=== Instructions for the task ===
Given the records below, would you repeat exactly the lines that begin at the one containing "Target: whole hawk" and end at the one containing "like (179, 424).", inclusive?

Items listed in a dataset
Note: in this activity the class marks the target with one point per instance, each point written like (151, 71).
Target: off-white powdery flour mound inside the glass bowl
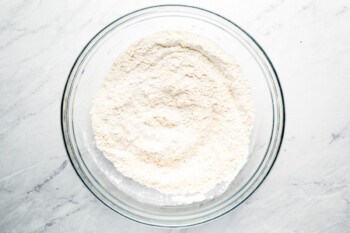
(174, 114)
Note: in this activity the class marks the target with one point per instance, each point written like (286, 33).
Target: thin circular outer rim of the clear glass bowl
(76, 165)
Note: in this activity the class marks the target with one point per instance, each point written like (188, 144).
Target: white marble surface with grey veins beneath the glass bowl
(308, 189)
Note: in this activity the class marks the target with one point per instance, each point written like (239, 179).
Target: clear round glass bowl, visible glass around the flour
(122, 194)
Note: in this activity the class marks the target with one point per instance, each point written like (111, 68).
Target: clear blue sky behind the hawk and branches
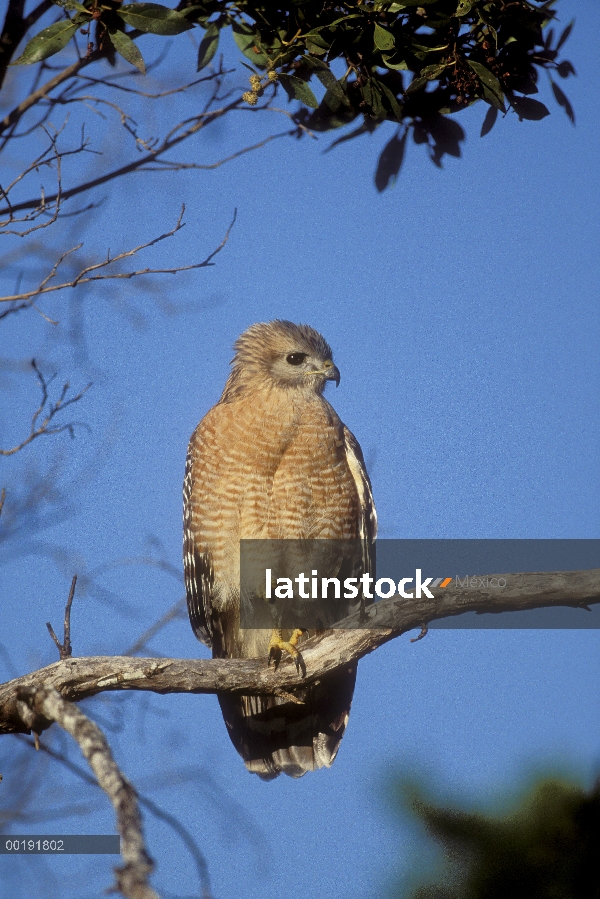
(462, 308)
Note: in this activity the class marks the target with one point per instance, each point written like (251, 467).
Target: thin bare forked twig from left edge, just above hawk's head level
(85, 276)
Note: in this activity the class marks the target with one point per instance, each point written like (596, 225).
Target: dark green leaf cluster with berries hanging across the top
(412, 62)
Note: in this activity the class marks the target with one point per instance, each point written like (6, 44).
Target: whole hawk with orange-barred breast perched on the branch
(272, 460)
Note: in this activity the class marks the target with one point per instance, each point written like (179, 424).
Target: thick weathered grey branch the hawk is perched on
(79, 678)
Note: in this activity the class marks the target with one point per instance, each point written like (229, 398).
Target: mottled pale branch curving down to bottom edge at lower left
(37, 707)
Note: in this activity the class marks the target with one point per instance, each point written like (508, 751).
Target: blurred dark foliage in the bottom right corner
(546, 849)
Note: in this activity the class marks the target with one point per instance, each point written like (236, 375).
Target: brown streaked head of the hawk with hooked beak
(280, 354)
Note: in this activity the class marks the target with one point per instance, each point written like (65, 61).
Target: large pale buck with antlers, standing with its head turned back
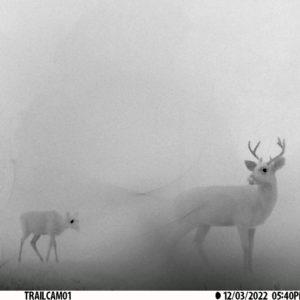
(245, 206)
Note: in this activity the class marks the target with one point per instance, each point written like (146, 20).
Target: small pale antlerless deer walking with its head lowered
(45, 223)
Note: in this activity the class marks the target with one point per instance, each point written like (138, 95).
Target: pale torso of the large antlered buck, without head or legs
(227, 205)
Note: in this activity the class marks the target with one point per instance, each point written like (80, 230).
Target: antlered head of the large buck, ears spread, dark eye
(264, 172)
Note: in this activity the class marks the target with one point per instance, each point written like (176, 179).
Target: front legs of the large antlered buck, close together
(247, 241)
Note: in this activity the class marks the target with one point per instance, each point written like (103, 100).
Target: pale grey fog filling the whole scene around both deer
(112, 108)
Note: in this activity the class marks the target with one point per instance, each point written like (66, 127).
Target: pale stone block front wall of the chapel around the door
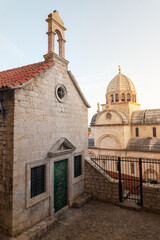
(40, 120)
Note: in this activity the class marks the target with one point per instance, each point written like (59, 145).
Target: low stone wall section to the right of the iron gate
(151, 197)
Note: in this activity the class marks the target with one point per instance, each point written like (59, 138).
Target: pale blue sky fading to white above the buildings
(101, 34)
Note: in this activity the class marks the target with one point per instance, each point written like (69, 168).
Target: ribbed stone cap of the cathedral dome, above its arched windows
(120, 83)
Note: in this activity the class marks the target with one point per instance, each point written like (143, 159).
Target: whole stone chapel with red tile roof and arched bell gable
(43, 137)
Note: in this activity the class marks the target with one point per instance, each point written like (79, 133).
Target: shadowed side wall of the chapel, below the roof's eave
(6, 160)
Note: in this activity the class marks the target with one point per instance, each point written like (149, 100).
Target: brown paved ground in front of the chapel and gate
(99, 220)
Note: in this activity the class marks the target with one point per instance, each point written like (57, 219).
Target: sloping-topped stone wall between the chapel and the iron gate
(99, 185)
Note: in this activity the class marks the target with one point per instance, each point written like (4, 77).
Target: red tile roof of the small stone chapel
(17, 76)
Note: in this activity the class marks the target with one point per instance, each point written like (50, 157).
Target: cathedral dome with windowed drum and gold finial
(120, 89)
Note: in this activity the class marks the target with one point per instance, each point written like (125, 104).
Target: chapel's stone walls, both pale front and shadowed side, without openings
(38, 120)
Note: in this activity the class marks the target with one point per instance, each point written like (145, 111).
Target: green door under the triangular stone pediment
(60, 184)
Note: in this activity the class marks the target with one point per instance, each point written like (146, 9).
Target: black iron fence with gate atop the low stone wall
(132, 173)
--
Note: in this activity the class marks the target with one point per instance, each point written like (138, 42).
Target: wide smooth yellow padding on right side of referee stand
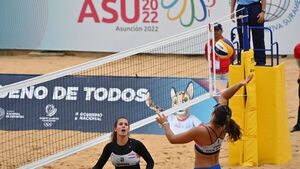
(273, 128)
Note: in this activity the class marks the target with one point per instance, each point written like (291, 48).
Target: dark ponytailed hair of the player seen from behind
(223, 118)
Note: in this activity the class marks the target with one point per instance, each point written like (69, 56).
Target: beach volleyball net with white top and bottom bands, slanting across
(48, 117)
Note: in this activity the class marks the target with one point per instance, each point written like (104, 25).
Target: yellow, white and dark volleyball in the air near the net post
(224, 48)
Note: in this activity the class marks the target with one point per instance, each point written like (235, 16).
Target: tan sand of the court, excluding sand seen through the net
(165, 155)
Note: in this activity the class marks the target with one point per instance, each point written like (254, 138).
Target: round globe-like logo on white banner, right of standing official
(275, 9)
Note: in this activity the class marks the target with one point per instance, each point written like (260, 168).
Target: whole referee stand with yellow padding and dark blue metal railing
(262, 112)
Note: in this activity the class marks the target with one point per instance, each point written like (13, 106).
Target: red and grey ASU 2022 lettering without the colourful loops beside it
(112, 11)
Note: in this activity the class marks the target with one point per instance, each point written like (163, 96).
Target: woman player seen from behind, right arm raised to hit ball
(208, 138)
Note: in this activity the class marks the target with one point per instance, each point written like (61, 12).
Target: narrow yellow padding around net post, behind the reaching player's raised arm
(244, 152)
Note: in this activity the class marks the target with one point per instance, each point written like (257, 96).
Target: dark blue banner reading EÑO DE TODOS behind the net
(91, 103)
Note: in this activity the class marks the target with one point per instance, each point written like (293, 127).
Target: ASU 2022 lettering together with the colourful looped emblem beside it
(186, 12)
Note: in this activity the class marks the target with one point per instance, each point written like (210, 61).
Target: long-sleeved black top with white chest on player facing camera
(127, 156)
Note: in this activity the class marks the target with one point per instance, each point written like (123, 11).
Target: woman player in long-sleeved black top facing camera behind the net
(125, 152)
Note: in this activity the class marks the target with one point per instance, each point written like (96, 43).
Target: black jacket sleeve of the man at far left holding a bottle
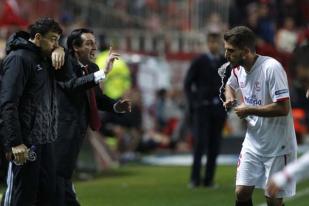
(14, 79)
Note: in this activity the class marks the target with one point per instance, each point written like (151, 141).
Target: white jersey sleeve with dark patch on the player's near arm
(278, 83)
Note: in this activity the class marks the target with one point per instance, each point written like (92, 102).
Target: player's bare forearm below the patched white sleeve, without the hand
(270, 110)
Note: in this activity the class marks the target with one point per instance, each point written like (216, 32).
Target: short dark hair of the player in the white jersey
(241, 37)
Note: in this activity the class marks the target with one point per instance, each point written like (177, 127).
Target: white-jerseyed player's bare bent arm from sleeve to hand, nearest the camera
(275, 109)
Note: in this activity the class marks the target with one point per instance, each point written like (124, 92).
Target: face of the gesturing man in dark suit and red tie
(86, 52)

=== Response to the exercise ===
Target: whole hawk with orange-barred breast perched on the branch
(272, 460)
Note: in this activity the class marks the target with one point per instance, each point written like (179, 424).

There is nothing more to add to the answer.